** Opening PASSAGE PROVIDED block **
Chapter Two: Plague’s Ransom
New enemies threaten the African Union as Ogun faces a threat that will take more than muscle to defeat.
Chapter Three: Divinity’s Knell
Oshun has an old love interest return with ties to a cult that worships the Horsemen. When the cult splits into two rival factions, nothing is what it seems and Oshun must discover the truth behind a dangerous plot.
I think that it’s very telling about the state of the game. With the corporatization of DC and Marvel (based on the success of comic book films), it’s been more so about promoting the properties than the individuals that create them.
I would look at Image as a reason why. When the Magnificent Seven (Todd McFarlane, Jim Lee, Erik Larsen, Marc Silvestri, Rob Liefeld, Jim Valentino and Whilce Portacio) bounced from Marvel in the early 90s to form Image, Marvel lost a lot of readers who flocked to the new company.
It has become easier to promote the writer within the “Corporate Two,” since there are fewer writers on multiple books than artists. Plus, they learned their “lesson” from Image: if the artist is better known than the property, people will follow the artist no matter which book they work on.
** Closing PASSAGE PROVIDED block **
** Opening PROVIDED DATA block **
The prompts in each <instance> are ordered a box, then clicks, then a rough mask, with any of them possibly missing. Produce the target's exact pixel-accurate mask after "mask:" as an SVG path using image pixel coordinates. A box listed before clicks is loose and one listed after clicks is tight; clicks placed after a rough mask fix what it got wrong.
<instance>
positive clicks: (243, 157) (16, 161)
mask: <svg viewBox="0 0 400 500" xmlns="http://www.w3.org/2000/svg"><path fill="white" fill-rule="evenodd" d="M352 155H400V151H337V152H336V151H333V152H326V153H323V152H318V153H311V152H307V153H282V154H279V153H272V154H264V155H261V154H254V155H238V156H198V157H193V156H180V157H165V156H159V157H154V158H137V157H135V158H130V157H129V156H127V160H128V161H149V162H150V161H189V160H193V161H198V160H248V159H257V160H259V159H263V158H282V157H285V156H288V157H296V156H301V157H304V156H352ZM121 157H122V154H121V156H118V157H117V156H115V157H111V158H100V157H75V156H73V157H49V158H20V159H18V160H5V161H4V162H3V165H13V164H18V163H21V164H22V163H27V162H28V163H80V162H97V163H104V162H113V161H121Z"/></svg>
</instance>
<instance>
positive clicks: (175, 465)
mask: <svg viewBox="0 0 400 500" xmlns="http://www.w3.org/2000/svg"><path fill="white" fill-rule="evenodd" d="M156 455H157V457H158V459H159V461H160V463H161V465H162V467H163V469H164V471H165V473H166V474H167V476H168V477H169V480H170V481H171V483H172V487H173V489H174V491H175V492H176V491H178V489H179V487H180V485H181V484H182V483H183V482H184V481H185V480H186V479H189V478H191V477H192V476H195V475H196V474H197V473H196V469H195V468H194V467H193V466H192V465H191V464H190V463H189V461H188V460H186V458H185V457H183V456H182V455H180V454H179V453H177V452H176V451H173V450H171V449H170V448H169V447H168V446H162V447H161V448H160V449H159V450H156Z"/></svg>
** Closing PROVIDED DATA block **
- _ACTIONS TO TAKE_
1. Answer these from the comics passage:
(a) Which character faces a threat in Chapter Two that will take more than muscle to defeat?
(b) What does the cult in Chapter Three worship?
(c) In what period did the Magnificent Seven leave Marvel to form Image?
2. Shorten the paragraph in the comics passage that begins "I would look at Image as a reason why," and keep its main facts.
3. Quote the comics passage word for word, beginning at "I think that" and stopping after "that create them.".

- _ACTIVITY ANSWERS_
1.
(a) Ogun
(b) The Horsemen
(c) The early 90s

2. Image is given as a reason. In the early 90s, the Magnificent Seven (Todd McFarlane, Jim Lee, Erik Larsen, Marc Silvestri, Rob Liefeld, Jim Valentino and Whilce Portacio) left Marvel to form Image, and many Marvel readers followed them to the new company.

3.
I think that it’s very telling about the state of the game. With the corporatization of DC and Marvel (based on the success of comic book films), it’s been more so about promoting the properties than the individuals that create them.